-- Start Given information --

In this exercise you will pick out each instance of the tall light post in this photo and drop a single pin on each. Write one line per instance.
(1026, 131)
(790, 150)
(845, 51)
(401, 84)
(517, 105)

-- End Given information --

* [Aim] Convert the records above into a two-column CSV with the header input,output, giving each record one row. Put the record's text and its answer each in a single quoted field, replacing any line breaks with spaces.

* [The solution]
input,output
"In this exercise you will pick out each instance of the tall light post in this photo and drop a single pin on each. Write one line per instance.","(1026, 131) (790, 150) (845, 51) (401, 84) (517, 105)"